WORK TO BE COMPLETED ▸
Beginning at the line that contains "the rhino mouth." and continuing through the end of the rows, scale the point coordinates by multiplying each by 1.3 and rounding to whole numbers, with halves rounding up. Reproduce every line in that span, leaving the request lines unchanged.

■ ■ ■ ■ ■ ■ ■

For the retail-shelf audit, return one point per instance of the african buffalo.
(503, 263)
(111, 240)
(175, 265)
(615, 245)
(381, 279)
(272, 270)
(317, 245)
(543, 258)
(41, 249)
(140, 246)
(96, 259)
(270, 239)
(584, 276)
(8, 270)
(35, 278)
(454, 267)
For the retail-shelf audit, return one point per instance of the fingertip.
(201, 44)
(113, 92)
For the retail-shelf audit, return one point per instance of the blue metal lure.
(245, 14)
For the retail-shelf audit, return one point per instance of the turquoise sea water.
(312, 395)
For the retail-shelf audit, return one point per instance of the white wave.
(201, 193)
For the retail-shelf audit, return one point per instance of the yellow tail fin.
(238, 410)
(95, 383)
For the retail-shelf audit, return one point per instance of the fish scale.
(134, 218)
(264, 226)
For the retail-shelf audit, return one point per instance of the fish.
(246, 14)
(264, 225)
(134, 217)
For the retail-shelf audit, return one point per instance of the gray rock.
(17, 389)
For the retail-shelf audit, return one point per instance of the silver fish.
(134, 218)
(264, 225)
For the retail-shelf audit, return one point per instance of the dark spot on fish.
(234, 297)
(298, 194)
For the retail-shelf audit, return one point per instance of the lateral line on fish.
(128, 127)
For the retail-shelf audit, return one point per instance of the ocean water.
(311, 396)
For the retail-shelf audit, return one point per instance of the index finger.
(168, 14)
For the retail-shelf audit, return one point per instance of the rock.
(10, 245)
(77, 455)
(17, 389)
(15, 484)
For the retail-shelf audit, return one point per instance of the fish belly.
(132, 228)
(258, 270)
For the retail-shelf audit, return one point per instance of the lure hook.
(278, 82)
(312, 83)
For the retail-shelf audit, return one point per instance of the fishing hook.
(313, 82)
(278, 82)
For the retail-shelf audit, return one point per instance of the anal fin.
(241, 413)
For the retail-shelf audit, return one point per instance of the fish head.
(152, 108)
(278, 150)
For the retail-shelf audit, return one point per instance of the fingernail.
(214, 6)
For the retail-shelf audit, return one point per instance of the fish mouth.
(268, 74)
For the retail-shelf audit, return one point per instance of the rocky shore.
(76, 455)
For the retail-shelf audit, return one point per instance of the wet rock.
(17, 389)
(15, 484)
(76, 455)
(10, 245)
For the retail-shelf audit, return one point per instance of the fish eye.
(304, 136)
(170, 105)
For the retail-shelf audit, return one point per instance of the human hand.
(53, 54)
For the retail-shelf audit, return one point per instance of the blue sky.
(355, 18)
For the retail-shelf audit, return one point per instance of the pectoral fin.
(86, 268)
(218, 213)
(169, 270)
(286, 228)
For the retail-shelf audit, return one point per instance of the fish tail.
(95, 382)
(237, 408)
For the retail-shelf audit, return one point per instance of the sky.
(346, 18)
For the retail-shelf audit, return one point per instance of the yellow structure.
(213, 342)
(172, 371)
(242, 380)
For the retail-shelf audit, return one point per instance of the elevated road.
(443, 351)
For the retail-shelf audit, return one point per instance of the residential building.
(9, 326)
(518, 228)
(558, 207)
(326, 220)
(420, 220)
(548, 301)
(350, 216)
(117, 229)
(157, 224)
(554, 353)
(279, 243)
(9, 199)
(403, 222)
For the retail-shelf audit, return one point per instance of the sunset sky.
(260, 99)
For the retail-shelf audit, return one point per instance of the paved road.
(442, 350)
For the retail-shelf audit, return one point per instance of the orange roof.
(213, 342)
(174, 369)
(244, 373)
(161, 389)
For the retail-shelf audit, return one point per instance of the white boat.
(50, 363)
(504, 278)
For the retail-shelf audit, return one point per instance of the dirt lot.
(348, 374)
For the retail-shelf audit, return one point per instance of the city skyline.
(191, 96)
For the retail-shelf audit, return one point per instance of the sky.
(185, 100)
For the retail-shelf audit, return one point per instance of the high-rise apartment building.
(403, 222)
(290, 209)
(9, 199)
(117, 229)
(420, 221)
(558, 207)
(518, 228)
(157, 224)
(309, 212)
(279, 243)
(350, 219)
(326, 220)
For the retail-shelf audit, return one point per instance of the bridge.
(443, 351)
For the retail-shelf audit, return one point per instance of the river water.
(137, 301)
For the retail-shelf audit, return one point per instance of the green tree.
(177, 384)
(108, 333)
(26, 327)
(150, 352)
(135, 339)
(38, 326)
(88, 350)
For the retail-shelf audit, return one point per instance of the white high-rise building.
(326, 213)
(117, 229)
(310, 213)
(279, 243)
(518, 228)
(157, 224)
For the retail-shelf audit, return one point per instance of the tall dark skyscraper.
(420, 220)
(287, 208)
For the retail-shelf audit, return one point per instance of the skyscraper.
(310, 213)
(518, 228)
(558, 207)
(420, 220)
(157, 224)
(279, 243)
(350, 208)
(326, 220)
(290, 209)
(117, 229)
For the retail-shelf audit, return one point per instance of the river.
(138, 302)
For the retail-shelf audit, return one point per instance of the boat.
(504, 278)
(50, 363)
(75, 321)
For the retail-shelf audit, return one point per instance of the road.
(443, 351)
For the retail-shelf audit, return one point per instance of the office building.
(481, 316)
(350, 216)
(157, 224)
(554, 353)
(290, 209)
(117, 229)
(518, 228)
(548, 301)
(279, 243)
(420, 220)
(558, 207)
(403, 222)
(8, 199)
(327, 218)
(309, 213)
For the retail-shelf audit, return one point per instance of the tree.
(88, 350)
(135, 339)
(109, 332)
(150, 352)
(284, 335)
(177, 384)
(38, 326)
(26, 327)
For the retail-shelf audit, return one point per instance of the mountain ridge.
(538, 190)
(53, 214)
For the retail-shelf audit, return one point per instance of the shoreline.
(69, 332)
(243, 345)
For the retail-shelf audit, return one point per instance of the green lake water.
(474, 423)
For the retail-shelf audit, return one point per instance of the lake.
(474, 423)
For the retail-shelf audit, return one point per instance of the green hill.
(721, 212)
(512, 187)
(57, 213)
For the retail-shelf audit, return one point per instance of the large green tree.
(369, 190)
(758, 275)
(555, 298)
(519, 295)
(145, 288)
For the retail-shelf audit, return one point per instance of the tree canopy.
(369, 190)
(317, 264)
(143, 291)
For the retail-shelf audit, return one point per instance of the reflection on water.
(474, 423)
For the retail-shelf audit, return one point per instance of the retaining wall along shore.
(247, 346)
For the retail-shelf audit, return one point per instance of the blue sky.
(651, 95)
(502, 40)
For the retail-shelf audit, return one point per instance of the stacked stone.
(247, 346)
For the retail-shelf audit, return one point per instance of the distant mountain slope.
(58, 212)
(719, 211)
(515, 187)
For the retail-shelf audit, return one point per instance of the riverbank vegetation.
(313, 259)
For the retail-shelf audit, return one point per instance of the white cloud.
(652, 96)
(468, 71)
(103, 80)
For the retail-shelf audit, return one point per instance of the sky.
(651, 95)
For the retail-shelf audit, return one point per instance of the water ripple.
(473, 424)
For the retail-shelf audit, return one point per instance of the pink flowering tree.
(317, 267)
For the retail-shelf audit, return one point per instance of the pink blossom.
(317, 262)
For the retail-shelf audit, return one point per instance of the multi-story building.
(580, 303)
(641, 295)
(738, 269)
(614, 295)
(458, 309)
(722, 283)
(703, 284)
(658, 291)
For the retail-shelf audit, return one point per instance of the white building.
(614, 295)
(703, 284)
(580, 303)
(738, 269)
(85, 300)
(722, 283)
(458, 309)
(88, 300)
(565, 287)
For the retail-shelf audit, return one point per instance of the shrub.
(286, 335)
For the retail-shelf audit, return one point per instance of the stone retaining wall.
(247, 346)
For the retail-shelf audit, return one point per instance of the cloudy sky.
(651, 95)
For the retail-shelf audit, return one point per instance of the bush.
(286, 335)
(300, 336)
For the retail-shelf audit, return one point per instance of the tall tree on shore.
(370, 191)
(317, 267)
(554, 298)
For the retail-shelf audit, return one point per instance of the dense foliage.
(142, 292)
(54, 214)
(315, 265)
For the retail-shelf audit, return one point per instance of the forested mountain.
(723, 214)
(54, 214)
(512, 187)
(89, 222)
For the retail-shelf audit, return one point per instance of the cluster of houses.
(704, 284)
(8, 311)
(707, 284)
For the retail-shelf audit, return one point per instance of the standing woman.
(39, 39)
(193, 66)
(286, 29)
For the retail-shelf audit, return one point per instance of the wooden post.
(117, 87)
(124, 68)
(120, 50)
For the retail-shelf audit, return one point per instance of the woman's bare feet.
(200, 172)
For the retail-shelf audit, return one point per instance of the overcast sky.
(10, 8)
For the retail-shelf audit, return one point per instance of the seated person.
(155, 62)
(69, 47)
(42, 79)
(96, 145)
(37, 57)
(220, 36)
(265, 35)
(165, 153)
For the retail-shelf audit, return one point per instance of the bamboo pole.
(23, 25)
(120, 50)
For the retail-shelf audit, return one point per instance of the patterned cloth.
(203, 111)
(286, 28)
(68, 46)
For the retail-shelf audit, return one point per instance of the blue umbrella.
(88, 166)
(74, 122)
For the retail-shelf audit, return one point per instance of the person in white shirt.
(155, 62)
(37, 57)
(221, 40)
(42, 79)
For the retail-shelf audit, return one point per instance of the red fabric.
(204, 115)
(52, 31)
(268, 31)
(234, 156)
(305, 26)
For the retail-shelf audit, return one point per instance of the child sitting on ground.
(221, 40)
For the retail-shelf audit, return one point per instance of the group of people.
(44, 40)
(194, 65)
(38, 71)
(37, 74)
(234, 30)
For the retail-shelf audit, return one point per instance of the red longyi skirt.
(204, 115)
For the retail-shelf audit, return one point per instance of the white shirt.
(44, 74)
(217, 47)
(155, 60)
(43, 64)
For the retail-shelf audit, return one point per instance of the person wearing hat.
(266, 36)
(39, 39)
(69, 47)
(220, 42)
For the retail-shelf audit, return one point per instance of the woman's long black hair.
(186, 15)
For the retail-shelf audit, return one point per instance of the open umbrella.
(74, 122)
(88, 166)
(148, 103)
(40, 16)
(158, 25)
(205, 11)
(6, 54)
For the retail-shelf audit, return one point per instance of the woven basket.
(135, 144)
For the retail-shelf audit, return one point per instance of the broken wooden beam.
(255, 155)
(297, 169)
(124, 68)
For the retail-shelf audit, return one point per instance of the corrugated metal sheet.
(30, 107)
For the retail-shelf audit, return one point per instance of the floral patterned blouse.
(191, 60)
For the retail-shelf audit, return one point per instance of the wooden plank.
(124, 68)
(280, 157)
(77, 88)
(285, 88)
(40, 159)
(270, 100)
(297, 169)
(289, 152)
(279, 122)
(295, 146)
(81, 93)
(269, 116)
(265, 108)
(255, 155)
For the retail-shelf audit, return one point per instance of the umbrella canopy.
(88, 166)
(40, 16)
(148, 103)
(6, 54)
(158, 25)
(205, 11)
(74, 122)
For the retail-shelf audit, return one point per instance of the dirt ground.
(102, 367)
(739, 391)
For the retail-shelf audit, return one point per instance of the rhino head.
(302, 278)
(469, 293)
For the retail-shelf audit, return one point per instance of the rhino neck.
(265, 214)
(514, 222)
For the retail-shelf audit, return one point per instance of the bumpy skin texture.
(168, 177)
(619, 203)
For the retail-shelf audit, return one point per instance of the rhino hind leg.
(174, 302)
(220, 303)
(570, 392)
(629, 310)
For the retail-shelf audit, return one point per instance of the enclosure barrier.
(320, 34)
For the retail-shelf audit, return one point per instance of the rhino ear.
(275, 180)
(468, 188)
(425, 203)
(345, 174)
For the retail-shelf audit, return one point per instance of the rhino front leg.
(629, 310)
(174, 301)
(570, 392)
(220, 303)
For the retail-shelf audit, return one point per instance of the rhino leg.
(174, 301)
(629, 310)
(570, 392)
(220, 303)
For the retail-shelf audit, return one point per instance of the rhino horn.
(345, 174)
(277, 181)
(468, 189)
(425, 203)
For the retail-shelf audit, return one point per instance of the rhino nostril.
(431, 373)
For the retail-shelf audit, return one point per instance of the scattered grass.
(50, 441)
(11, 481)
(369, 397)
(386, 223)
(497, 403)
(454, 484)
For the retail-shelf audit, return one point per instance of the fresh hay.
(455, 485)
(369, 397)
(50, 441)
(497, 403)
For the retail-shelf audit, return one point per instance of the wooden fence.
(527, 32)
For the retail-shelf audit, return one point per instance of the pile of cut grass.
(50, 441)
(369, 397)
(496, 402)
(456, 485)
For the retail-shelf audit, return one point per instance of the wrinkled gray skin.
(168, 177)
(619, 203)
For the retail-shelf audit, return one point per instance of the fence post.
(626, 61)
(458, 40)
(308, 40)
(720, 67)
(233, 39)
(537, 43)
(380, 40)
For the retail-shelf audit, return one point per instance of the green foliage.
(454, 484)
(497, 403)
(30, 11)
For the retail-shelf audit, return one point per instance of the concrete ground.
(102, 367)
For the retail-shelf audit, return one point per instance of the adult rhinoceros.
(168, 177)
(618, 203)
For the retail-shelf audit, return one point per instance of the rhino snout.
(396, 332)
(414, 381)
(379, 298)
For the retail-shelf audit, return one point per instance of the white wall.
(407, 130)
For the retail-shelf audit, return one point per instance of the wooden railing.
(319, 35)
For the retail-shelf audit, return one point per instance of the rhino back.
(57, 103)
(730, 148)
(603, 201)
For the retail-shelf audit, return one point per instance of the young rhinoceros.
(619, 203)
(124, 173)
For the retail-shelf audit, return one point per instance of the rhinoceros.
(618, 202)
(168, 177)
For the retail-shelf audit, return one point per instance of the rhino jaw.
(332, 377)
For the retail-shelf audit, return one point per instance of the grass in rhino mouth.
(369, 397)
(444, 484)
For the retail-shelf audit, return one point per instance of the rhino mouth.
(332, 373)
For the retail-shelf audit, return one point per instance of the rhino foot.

■ ■ ■ ■ ■ ■ ■

EXERCISE RESULT ▸
For the retail-shelf audit, return one point per instance of the rhino mouth.
(432, 485)
For the retail-shelf audit, return one point per instance of the rhino foot.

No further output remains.